DATA SUPPLIED section start
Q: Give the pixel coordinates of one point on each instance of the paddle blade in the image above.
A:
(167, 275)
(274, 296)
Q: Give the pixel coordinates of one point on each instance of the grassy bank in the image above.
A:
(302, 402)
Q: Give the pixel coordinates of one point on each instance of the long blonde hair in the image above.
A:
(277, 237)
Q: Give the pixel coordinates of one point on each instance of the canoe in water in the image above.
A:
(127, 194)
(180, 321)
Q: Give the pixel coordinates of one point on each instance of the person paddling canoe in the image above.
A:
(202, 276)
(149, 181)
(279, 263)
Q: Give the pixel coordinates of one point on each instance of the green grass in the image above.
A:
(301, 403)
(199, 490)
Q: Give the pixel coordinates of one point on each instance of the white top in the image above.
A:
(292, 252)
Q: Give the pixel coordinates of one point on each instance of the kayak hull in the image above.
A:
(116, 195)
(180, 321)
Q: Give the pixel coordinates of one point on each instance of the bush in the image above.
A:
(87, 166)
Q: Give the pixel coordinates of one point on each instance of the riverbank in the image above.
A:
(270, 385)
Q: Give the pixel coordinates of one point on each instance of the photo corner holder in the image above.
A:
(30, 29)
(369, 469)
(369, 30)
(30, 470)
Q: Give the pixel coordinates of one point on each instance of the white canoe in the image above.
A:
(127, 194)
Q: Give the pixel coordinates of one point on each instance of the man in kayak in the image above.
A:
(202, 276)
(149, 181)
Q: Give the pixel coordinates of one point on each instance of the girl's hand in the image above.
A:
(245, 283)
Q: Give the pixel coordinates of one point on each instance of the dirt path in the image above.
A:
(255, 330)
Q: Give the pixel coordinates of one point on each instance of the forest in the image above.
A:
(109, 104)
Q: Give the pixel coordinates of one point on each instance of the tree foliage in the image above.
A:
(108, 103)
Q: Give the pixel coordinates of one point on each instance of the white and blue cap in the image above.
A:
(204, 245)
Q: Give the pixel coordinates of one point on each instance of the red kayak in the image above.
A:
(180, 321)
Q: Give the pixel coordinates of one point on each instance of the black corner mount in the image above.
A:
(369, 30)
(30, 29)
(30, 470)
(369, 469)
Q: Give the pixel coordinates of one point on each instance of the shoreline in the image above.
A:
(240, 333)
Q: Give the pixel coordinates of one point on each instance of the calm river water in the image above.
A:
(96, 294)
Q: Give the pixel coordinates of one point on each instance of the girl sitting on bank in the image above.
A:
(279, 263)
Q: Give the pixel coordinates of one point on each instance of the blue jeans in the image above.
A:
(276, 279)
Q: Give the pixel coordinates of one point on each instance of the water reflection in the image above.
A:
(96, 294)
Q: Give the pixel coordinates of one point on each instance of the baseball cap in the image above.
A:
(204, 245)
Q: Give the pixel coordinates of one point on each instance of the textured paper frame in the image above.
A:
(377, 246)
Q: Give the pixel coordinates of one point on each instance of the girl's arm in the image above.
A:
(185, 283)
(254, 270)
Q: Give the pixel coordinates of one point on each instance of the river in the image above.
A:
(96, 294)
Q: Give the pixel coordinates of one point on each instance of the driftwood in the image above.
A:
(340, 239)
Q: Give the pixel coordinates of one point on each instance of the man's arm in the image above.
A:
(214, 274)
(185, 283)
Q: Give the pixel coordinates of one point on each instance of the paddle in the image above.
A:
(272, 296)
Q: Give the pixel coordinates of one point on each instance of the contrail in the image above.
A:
DATA SUPPLIED section end
**EXERCISE INSTRUCTIONS**
Generate a verbatim printout of all the entries.

**ANSWER SECTION**
Q: Give the pixel coordinates of one point on each instance of the paddle blade in the image above.
A:
(167, 275)
(274, 296)
Q: Give the pixel coordinates of one point on each instance of the grassy bank in the image above.
A:
(302, 402)
Q: Give the pixel coordinates of one point on each instance of the long blonde hair in the image above.
A:
(277, 237)
Q: Give the pixel coordinates of one point on each instance of the canoe in water in the image above.
A:
(127, 194)
(180, 321)
Q: Give the pixel coordinates of one point on each instance of the person paddling canoe in the image above.
A:
(202, 276)
(149, 181)
(279, 263)
Q: Give the pixel coordinates of one point on each instance of the green grass in the image above.
A:
(301, 403)
(199, 490)
Q: Give the pixel coordinates of one point on each instance of the white top in the image above.
A:
(292, 252)
Q: Give the pixel coordinates of one point on each instance of the kayak hull in the image above.
A:
(116, 195)
(180, 321)
Q: Give the pixel coordinates of one point on each instance of the bush in the image above.
A:
(87, 166)
Q: Give the pixel coordinates of one point on each instance of the riverbank in the image above.
A:
(270, 385)
Q: Give the pixel coordinates of one point on each instance of the photo corner holder in the image above.
A:
(30, 29)
(369, 469)
(369, 30)
(30, 470)
Q: Give the pixel coordinates of one point on each instance of the white canoe in the image above.
A:
(127, 194)
Q: Give the pixel coordinates of one point on each instance of the man in kayak in the image above.
A:
(202, 276)
(149, 181)
Q: Give the pixel coordinates of one point on each instance of the girl's hand in the image above.
A:
(245, 283)
Q: Give the pixel coordinates of one point on each instance of the dirt path in the image above.
A:
(255, 330)
Q: Give the pixel coordinates of one point on each instance of the forest in the image above.
A:
(109, 104)
Q: Give the pixel coordinates of one point on each instance of the tree foliage in the image above.
A:
(108, 103)
Q: Give the pixel coordinates of one point on each instance of the white and blue cap in the image above.
A:
(204, 245)
Q: Give the pixel coordinates of one point on each instance of the red kayak in the image above.
A:
(180, 321)
Q: Give the pixel coordinates of one point on each instance of the black corner mount in the image above.
A:
(369, 30)
(30, 29)
(30, 470)
(369, 469)
Q: Give the pixel coordinates of one point on each instance of the shoreline in the image above.
A:
(240, 333)
Q: Give the pixel coordinates of one point on each instance of the calm river water in the image above.
A:
(96, 294)
Q: Give the pixel coordinates of one point on each instance of the girl sitting on bank in the image above.
A:
(279, 263)
Q: Give the pixel coordinates of one point on each instance of the blue jeans in the image above.
A:
(276, 279)
Q: Give the pixel coordinates of one point on each instance of the water reflection in the image above.
A:
(96, 294)
Q: Give the pixel coordinates of one point on each instance of the baseball cap in the image above.
A:
(204, 245)
Q: Give the pixel coordinates of one point on each instance of the textured paper frame in the image above.
A:
(377, 246)
Q: Give the pixel coordinates of one point on each instance of the girl's arm in the image above.
A:
(185, 283)
(254, 270)
Q: Give the pixel coordinates of one point on each instance of the river in the image above.
A:
(96, 294)
Q: Give the pixel coordinates of one point on each instance of the driftwood in the image above.
A:
(340, 239)
Q: Give the pixel coordinates of one point on each instance of the man's arm in the image above.
A:
(214, 274)
(185, 283)
Q: Give the pixel coordinates of one point on each instance of the paddle in the image above.
A:
(272, 296)
Q: Give the pixel coordinates of one point on each instance of the contrail in the image above.
A:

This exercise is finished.